(STATED GOAL): Convert every one of the records below into a numbered list, omitting any blank lines.

== RECORDED DATA ==

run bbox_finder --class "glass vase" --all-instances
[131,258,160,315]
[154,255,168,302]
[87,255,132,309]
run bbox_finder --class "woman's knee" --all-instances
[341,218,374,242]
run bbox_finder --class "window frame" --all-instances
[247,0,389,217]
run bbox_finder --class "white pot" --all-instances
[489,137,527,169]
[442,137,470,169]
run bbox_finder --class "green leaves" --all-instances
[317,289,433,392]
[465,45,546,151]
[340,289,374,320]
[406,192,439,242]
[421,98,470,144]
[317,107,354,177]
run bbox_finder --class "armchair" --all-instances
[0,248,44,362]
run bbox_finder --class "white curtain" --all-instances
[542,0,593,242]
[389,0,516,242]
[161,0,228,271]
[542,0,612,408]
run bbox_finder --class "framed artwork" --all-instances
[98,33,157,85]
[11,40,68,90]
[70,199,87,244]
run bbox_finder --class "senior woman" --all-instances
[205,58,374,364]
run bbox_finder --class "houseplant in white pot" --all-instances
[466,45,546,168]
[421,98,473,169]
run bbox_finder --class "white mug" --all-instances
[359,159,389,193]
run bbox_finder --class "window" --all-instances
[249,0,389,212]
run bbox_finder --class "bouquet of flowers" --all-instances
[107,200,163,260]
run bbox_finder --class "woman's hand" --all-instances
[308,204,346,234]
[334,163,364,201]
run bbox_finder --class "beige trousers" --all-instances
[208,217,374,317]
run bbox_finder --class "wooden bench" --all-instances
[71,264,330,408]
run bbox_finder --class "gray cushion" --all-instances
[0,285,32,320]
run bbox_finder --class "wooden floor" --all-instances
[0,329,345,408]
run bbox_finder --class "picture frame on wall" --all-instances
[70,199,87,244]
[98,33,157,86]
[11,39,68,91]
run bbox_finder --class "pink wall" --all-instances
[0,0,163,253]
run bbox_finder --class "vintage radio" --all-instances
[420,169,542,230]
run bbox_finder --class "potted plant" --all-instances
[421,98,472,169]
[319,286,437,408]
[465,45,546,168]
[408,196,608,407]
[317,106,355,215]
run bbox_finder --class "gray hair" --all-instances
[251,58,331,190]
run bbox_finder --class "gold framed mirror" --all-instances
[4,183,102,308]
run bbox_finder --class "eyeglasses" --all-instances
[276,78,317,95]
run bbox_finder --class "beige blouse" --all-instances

===

(WORKED ANSWER):
1. run bbox_finder --class "glass vase" --all-instances
2. [131,258,160,315]
3. [154,255,168,302]
4. [87,255,132,309]
5. run bbox_finder --class "woman's knee" --all-instances
6. [341,218,374,242]
7. run bbox_finder --class "window frame" --all-instances
8. [247,0,389,217]
9. run bbox_finder --class "white pot" --all-instances
10. [489,137,527,169]
11. [442,137,470,169]
12. run bbox_finder --class "green leaves" --all-instances
13. [317,289,433,392]
14. [465,45,546,151]
15. [340,289,374,320]
16. [406,192,439,242]
17. [421,98,470,144]
18. [317,107,354,177]
19. run bbox_finder --class "armchair" --all-instances
20. [0,248,44,362]
21. run bbox_finder --class "white curtain" --all-instances
22. [542,0,593,242]
23. [389,0,516,242]
24. [161,0,228,271]
25. [542,0,612,408]
26. run bbox_finder --class "framed artwork" --all-instances
27. [98,33,157,85]
28. [11,40,68,90]
29. [70,199,87,244]
30. run bbox_finder --class "senior woman" --all-instances
31. [205,58,374,364]
32. run bbox_finder --class "houseplant in white pot" --all-instances
33. [466,45,546,168]
34. [421,98,473,169]
35. run bbox_finder --class "white mug" --all-instances
36. [359,159,389,193]
37. run bbox_finder --class "window" --all-instances
38. [249,0,389,212]
39. run bbox_finder --class "bouquet of flowers" --all-instances
40. [107,200,163,260]
41. run bbox_finder --class "woman's hand" --all-instances
42. [308,204,346,234]
43. [334,163,364,201]
44. run bbox_finder --class "beige trousers" --all-instances
45. [208,217,374,317]
46. run bbox_finder --class "wooden bench" --all-instances
47. [71,264,330,408]
48. run bbox_finder --class "gray cushion" --all-instances
49. [0,285,32,320]
50. run bbox_finder --class "wooden floor" --all-instances
51. [0,329,345,408]
52. run bbox_finder --class "picture frame on wall" --all-instances
53. [70,199,87,244]
54. [98,33,157,86]
55. [11,39,68,91]
56. run bbox_finder --class "pink wall" --all-instances
57. [0,0,163,253]
58. run bbox_finder --class "vintage radio" --all-instances
59. [420,169,542,230]
60. run bbox_finder --class "potted plant" --all-instances
61. [421,98,472,169]
62. [319,286,437,408]
63. [465,45,546,168]
64. [408,196,608,407]
65. [317,106,355,215]
66. run bbox_finder --class "gray hair" --all-instances
67. [251,58,331,190]
68. run bbox_finder --class "gold framed mirror" --all-instances
69. [4,183,102,308]
70. run bbox_finder --class "eyeglasses" --all-instances
71. [276,78,317,95]
72. run bbox_finder --class "beige blouse" --all-instances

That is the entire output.